- THE DATA
--- START ---

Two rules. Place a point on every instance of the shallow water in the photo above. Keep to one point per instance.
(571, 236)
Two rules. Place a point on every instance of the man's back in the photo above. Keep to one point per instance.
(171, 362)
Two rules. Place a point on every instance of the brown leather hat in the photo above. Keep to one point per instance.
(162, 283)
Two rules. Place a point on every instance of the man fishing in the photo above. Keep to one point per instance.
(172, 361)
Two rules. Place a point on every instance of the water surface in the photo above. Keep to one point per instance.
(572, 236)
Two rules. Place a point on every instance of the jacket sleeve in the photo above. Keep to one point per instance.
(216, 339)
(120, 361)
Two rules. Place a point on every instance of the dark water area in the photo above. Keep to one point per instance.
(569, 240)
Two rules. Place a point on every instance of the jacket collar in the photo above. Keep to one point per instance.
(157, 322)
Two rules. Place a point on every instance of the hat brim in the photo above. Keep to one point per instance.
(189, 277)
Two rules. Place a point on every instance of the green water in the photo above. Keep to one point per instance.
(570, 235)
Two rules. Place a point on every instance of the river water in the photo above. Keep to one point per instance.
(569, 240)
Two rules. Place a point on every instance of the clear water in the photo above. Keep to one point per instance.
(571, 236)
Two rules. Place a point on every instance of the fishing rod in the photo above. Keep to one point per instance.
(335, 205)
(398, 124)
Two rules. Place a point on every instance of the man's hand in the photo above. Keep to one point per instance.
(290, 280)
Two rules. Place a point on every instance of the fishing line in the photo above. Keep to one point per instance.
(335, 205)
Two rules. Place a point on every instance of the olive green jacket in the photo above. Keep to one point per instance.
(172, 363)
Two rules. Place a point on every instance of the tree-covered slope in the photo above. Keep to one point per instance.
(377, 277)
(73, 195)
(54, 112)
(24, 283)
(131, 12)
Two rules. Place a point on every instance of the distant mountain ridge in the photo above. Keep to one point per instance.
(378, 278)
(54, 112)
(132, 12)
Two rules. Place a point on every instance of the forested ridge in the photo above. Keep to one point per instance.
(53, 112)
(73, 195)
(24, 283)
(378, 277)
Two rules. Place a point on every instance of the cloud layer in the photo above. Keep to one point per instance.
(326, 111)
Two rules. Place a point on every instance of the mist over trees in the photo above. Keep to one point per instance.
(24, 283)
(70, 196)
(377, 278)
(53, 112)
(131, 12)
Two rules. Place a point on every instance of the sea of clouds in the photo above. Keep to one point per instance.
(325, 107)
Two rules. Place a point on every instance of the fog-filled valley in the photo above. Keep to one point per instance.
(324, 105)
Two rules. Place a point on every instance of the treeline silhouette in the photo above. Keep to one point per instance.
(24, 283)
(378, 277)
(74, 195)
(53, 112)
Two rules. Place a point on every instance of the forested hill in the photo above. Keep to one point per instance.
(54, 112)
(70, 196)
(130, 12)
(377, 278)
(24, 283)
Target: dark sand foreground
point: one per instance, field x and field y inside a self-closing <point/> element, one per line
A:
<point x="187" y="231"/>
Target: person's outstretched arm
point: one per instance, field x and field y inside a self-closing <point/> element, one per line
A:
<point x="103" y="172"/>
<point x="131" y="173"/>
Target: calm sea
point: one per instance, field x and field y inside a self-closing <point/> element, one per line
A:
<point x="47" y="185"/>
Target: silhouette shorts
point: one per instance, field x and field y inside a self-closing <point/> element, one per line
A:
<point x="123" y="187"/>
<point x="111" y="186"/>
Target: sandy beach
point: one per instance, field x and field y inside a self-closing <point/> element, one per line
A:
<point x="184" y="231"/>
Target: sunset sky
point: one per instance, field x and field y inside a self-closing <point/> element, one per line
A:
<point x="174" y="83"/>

--- END ---

- ASSIGNED TASK
As listed above, the lines from the line with "the forested ridge" to the line with "Target: sandy beach" are to be echoed exactly, with both ends included and nothing added.

- WRITTEN RESPONSE
Two rules. Place a point on every instance of the forested ridge in the photo above. Keep to one point per instance.
(53, 112)
(73, 195)
(24, 283)
(378, 277)
Two rules. Place a point on every instance of the cloud layer in the photo above. Keep to one point per instance.
(326, 111)
Two rules. Place a point on every instance of the mist over trees in the photo above. Keep to one point per instance.
(24, 283)
(70, 196)
(377, 278)
(53, 112)
(131, 12)
Two rules. Place a point on every instance of the sea of clouds in the photo above. Keep to one point per instance.
(325, 107)
Two rules. Place a point on every instance of the fog-filled valley in the photo above. Keep to one point per instance.
(324, 105)
Two rules. Place a point on every instance of the treeline silhouette in the photo above. Keep to one point per instance.
(24, 283)
(378, 277)
(74, 195)
(53, 112)
Two rules. Place a point on every instance of the forested hill in the photo above. Keep to one point per instance.
(54, 112)
(70, 196)
(130, 12)
(377, 278)
(24, 283)
Target: dark sand foreground
point: one per instance, field x and field y inside a self-closing <point/> element, one per line
A:
<point x="187" y="231"/>
Target: person's outstretched arm
point: one per instance, field x and field y inside a self-closing <point/> element, one per line
A:
<point x="103" y="172"/>
<point x="131" y="173"/>
Target: calm sea
point: one per instance, field x and field y inside a self-closing <point/> element, one per line
A:
<point x="47" y="185"/>
Target: silhouette shorts
point: one per instance, field x and field y inside a self-closing <point/> element, one per line
A:
<point x="123" y="187"/>
<point x="111" y="186"/>
Target: sandy beach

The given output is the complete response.